What to do:
From the line containing "Reviewer check: make sure each instance of the area" to the last line of the records below, retype every line exactly and output nothing else.

Collected data entries

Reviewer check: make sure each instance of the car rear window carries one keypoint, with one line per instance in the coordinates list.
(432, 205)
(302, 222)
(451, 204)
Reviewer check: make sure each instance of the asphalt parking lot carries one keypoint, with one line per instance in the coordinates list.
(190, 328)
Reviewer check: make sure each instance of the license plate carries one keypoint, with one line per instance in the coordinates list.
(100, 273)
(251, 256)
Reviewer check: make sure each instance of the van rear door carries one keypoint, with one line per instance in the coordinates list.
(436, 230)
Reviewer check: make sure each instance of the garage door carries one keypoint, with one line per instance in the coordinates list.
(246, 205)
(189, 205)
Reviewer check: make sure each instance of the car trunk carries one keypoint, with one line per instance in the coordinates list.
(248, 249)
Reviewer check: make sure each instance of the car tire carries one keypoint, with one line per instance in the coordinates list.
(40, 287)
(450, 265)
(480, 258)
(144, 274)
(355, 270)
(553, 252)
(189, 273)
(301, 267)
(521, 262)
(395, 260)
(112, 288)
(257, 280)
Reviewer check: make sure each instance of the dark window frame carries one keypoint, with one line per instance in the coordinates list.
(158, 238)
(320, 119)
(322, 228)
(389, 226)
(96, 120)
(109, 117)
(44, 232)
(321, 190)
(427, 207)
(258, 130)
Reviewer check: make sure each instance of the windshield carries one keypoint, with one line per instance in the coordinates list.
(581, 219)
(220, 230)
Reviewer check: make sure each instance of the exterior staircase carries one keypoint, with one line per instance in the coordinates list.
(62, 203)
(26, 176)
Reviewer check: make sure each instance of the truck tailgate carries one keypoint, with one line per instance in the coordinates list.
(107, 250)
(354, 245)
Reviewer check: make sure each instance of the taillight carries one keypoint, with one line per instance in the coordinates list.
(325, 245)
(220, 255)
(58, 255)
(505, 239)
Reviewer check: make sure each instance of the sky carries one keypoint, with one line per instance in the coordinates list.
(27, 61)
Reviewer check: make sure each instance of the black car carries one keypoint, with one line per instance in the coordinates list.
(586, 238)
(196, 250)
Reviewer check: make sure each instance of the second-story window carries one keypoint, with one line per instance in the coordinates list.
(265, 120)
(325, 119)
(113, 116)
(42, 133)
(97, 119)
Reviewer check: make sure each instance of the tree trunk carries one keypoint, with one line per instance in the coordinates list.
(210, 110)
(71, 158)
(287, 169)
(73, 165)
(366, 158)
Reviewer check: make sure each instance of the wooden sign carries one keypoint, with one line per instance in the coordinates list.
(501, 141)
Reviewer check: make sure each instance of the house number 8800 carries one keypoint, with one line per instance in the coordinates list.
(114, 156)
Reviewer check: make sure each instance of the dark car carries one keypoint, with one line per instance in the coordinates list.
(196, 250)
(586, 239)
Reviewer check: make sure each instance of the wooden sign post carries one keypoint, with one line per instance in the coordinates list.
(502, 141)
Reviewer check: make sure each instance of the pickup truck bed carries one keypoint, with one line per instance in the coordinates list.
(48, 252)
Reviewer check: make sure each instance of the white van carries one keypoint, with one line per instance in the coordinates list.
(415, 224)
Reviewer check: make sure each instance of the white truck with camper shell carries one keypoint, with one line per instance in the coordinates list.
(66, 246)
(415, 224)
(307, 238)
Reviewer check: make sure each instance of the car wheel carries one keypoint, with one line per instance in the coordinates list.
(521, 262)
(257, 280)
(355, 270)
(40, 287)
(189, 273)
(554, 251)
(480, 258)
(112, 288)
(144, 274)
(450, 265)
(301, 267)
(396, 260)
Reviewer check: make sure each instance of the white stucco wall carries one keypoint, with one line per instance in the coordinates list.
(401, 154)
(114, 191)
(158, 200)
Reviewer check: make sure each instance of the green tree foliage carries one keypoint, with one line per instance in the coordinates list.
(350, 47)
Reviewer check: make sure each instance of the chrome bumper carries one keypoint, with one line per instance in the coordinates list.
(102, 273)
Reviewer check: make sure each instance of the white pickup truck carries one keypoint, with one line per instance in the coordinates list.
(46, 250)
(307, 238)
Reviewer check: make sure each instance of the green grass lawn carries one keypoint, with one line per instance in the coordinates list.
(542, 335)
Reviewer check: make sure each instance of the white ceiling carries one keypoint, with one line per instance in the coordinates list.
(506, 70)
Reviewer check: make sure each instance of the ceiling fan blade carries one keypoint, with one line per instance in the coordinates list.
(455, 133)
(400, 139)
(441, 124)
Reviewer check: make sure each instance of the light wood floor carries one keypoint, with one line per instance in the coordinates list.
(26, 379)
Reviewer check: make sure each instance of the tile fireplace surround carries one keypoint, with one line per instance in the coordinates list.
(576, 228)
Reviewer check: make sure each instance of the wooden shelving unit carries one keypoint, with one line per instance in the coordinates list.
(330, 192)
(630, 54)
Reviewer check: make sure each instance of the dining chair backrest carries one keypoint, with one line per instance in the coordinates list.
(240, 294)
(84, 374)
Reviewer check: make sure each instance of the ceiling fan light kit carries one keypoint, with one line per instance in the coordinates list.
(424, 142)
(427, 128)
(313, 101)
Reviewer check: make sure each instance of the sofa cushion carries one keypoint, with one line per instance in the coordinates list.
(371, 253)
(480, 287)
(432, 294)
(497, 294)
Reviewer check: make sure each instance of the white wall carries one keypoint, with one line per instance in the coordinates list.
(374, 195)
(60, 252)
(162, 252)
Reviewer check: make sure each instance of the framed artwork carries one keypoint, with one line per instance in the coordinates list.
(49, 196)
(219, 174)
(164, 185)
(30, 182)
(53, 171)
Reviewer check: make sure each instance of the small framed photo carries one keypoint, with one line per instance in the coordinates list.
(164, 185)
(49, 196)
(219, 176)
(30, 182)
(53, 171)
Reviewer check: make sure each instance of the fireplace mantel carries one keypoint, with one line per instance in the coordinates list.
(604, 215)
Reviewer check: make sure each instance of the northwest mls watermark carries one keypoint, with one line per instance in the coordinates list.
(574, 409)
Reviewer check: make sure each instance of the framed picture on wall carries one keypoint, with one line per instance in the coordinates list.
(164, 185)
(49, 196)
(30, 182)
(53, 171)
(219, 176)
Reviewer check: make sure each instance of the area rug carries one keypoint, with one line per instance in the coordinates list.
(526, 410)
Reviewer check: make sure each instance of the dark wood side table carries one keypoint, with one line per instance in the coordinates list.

Response to the task:
Reviewer check: make sure each instance of the area rug carries one keypoint, with one line per instance in the coordinates list.
(526, 410)
Reviewer check: make sure each instance of the dark wood side table carries one keypoint, with one line per instance in the coordinates list.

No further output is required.